Written instruction A:
Please answer these questions using the post on circular differences:
(i) Who published the conjecture?
(ii) For a list of 8 numbers with a maximum entry of 7, how long is the longest chain?
(iii) For starting lists of how many numbers will sequences be submitted to the OEIS?
Written instruction B:
Decide whether each statement agrees with the post on circular differences, and quote the words that settle it.
(i) The conjecture holds whenever N is an even number.
(ii) The longest chains in the table were found by testing all lists.
(iii) The conjecture is still unproven.
Written instruction C: From the table in the post on circular differences, list every max entry m that has a longest chain of 22.

Excerpt to read:
• • • •

[seqfan] wave-like patterns in a conjecture about circular differences

[Jon Wild]

Dear sequence fans,

I recently read about a conjecture published by Bryan Thwaites: starting 
from a list of N numbers, repeatedly take their N successive differences, 
including the "wrap-around" difference between last and first entry. 
Thwaites reported the conjecture (since proven) that eventually, as long 
as N is a power of 2, you'll end up with differences that are all zeroes. 
See https://www.futilitycloset.com/2018/11/29/two-puzzles-2/

For some given N, I thought I would see what would be the highest number 
of times you'd have to iterate before obtaining all zeroes, for different 
maximum entries in the starting list. So for a list of 8 numbers, for 
example, the longest chain before hitting all zeroes will have the 
following length, dependent on the highest number in the list (determined 
empirically by testing all lists):

max entry m  |   longest chain    |    starting list
-------------|--------------------|---------------------
     1        |         8          |    {1,0,0,0,0,0,0,0}
     2        |         8          |    {2,0,0,0,0,0,0,0}
     3        |        14          |    {3,0,0,0,0,0,0,1}
     4        |        15          |    {4,0,0,0,0,0,1,2}
     5        |        15          |    {5,0,0,0,0,0,3,3}
     6        |        15          |    {6,0,0,0,0,0,1,4}
     7        |        18          |    {7,0,0,3,6,1,7,0}
     8        |        21          |    {8,0,0,0,1,2,4,4}
     9        |        21          |    {9,0,0,0,1,4,1,4}
    10        |        22          |    {10,0,0,1,3,6,10,5}
    11        |        22          |    {11,0,0,0,0,1,5,4}
    12        |        22          |    {12,0,0,0,0,2,6,7}
    13        |        22          |    {13,0,0,0,0,0,7,11}
    14        |        22          |    {14,0,0,0,0,0,0,3}
    15        |        22          |    {15,0,0,0,0,1,5,6}
    16        |        22          |    {16,0,0,0,0,0,4,7}
    17        |        22          |    {17,0,0,0,0,0,2,8}
...

The middle column gives a sequence, and I'll be submitting three 
sequences to the OEIS, namely the length of the longest chain as a 
function of m, for starting lists of 4, 8, and 16 numbers.

• • • •

Dataset items:
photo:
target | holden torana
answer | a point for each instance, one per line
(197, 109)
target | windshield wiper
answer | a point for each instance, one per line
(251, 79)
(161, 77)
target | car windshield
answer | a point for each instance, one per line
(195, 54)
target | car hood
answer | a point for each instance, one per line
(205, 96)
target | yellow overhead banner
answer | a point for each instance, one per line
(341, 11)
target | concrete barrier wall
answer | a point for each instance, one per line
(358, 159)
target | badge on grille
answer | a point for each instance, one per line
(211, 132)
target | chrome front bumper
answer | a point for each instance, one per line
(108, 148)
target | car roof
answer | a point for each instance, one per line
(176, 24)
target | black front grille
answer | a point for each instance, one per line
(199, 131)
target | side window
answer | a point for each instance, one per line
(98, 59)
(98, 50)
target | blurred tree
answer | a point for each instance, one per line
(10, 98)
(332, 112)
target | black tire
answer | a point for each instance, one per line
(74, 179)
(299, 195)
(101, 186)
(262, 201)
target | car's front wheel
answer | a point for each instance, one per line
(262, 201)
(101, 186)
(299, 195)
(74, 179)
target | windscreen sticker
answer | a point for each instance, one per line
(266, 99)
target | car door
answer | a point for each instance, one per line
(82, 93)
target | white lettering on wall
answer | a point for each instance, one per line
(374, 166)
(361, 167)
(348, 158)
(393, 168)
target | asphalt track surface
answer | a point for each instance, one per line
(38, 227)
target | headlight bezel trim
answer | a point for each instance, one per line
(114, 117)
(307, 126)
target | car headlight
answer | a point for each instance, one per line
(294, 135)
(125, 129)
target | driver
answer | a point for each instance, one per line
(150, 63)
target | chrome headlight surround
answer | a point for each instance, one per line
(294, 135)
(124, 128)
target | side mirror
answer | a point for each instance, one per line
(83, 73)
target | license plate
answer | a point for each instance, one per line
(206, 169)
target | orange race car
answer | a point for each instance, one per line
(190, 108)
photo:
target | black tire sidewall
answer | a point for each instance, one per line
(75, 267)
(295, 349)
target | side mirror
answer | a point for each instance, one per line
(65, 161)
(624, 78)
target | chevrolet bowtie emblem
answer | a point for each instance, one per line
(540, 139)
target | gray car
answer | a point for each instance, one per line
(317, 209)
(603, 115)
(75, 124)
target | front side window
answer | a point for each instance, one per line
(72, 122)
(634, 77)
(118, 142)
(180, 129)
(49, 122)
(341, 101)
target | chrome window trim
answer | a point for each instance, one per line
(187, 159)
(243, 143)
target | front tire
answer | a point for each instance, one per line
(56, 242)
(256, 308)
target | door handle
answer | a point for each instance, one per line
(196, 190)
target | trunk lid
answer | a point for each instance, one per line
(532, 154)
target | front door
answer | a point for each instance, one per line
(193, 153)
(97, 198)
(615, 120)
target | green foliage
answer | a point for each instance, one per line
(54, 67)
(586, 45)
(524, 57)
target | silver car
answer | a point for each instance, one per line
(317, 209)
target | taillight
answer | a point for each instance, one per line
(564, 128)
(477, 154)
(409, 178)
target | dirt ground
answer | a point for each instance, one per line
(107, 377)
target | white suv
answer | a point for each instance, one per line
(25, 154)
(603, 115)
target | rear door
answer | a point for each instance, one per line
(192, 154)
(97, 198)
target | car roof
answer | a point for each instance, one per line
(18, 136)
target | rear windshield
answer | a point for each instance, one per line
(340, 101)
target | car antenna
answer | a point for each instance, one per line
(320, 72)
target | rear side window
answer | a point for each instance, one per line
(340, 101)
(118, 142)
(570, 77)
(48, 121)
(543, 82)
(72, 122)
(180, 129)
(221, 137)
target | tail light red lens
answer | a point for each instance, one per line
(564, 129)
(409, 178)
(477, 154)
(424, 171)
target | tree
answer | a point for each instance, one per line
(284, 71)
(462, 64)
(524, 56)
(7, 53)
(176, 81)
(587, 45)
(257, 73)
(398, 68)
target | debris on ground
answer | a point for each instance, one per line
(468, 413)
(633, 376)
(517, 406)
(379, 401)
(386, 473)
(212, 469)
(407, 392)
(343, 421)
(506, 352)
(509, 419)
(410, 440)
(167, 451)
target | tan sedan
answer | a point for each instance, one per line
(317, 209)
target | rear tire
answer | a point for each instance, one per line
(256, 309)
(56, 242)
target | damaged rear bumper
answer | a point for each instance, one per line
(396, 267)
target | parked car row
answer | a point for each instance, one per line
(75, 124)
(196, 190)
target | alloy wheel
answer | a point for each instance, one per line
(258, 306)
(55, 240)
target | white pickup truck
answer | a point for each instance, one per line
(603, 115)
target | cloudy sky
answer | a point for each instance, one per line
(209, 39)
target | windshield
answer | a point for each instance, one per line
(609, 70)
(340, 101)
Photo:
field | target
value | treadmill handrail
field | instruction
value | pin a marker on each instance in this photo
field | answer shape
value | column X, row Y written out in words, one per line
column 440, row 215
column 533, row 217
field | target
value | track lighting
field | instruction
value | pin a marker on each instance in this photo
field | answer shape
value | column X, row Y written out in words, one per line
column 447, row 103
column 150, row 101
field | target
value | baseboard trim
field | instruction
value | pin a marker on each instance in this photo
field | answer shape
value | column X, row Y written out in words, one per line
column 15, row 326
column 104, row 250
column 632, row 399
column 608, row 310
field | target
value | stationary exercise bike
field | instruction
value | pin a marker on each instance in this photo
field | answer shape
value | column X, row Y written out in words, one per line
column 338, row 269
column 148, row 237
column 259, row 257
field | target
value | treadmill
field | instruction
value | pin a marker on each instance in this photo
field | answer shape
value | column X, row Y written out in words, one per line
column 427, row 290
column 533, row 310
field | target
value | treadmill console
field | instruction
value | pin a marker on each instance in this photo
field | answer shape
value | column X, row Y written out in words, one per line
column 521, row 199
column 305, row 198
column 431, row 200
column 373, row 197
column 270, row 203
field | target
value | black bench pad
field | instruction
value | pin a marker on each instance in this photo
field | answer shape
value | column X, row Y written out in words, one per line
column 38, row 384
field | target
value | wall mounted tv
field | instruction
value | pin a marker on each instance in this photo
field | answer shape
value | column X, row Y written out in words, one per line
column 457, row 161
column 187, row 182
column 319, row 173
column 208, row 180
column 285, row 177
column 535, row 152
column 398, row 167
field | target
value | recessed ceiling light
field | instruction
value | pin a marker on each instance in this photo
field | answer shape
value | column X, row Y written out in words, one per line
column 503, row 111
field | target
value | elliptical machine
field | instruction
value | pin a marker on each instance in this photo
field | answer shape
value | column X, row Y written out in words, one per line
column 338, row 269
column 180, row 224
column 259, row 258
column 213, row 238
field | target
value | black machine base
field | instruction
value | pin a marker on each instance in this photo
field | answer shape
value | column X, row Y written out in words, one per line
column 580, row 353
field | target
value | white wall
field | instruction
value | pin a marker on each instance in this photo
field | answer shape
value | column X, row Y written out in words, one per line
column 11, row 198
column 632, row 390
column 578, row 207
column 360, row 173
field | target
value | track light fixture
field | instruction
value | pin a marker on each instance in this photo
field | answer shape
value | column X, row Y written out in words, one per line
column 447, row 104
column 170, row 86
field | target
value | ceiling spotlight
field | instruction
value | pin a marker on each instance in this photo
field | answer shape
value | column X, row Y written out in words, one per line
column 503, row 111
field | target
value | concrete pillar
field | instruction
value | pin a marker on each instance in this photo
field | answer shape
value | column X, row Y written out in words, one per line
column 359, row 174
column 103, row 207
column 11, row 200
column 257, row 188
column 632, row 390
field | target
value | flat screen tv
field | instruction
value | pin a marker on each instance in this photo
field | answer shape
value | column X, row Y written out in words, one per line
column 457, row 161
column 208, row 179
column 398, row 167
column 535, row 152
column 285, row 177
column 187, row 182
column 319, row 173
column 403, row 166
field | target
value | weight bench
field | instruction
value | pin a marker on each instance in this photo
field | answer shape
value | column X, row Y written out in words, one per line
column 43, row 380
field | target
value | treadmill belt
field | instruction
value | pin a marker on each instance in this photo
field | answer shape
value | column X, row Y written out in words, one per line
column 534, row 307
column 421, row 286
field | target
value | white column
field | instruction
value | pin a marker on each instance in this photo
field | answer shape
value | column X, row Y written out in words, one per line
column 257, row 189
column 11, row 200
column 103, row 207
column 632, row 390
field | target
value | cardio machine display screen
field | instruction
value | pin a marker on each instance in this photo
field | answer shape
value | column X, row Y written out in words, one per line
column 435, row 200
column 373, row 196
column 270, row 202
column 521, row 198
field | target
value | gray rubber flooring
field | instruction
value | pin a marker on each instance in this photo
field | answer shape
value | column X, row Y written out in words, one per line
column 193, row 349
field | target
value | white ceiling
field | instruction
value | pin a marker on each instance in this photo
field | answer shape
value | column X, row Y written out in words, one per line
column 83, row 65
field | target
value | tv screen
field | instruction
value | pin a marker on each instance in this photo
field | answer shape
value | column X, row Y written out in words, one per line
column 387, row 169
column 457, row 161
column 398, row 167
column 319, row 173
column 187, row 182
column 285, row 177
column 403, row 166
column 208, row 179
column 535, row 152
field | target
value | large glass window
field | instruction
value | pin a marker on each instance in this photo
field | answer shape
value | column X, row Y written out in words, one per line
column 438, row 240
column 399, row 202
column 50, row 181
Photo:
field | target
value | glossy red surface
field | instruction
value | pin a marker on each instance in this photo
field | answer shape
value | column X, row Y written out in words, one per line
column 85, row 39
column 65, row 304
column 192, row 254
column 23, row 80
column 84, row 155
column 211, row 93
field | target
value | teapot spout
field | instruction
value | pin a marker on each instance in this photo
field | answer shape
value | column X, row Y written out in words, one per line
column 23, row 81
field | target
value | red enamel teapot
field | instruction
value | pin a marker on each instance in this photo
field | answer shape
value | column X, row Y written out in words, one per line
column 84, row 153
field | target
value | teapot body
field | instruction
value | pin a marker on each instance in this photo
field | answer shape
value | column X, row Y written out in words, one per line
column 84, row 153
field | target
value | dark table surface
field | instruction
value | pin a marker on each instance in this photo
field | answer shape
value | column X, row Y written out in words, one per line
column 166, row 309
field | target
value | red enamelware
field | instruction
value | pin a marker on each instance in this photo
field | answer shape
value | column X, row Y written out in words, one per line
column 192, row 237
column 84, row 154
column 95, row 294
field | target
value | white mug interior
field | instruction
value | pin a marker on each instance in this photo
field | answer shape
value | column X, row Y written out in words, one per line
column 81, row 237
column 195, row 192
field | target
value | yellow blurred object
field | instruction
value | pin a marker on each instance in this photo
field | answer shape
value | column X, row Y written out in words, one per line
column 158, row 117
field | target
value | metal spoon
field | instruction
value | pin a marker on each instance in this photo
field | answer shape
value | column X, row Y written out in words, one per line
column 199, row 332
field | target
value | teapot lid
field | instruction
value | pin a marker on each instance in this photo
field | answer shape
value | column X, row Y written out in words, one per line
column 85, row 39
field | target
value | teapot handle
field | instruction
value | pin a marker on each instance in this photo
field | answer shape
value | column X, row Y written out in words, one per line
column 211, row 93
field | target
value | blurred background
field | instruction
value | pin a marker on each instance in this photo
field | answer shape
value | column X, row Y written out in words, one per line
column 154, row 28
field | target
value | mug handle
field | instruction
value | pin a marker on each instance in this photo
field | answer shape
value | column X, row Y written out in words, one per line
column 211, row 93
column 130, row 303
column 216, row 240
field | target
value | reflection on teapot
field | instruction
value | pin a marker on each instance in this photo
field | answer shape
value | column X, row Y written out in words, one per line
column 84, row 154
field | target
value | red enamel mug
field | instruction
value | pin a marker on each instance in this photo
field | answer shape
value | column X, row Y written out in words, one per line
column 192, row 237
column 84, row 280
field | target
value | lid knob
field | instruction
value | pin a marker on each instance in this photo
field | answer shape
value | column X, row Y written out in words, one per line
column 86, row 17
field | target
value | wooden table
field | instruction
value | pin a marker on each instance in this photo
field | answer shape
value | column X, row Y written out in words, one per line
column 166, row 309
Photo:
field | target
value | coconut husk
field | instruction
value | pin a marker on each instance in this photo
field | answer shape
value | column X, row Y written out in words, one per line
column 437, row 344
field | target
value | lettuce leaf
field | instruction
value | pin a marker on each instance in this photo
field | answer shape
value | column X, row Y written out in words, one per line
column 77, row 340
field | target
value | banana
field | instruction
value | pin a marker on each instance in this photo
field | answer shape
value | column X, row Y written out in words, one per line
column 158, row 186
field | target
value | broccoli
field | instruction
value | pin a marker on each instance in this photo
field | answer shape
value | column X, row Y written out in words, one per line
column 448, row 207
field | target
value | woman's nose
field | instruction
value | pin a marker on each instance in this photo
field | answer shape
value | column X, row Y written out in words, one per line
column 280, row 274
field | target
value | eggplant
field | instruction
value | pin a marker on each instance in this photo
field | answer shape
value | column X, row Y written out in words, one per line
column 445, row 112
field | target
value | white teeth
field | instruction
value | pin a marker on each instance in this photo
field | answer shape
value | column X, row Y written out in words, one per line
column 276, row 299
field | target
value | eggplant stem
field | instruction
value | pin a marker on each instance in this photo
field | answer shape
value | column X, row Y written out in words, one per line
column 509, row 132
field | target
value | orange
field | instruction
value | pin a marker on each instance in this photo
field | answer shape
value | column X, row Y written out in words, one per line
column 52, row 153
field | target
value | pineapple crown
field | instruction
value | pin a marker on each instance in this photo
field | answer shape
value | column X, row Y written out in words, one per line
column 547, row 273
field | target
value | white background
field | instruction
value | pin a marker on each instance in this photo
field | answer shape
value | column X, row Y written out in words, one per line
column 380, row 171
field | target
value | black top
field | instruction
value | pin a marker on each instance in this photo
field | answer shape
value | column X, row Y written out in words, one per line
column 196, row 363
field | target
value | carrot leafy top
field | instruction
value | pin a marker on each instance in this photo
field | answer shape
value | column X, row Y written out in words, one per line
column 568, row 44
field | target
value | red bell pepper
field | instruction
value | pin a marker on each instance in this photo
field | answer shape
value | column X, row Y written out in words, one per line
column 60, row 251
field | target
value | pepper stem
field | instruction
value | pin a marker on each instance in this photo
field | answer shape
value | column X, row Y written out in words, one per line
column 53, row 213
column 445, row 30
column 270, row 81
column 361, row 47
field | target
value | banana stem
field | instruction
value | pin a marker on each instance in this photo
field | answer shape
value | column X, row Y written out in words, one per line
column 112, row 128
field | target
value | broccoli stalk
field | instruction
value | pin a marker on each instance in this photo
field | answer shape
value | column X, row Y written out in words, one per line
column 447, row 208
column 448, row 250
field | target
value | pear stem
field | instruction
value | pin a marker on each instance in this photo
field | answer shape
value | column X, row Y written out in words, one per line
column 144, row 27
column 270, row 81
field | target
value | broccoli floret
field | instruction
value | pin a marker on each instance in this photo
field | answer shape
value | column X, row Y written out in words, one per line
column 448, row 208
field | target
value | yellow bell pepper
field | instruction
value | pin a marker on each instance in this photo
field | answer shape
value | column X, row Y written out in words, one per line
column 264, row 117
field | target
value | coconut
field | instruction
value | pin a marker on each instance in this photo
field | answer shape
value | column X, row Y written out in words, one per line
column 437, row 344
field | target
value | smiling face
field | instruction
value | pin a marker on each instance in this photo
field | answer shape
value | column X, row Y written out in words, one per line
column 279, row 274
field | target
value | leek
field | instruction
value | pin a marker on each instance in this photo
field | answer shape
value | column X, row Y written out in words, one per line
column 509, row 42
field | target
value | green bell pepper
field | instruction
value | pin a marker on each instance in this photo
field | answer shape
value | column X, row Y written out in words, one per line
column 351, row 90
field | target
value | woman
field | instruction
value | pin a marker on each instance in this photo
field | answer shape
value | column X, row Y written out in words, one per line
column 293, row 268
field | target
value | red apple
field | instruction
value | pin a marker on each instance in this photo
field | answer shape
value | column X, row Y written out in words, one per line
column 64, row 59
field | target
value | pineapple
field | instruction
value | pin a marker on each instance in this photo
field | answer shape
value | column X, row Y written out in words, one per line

• • • •

Reply A:
(i) Bryan Thwaites
(ii) 18
(iii) 4, 8, and 16

Reply B:
(i) No: "as long as N is a power of 2"
(ii) Yes: "determined empirically by testing all lists"
(iii) No: "the conjecture (since proven)"

Reply C: 10, 11, 12, 13, 14, 15, 16, 17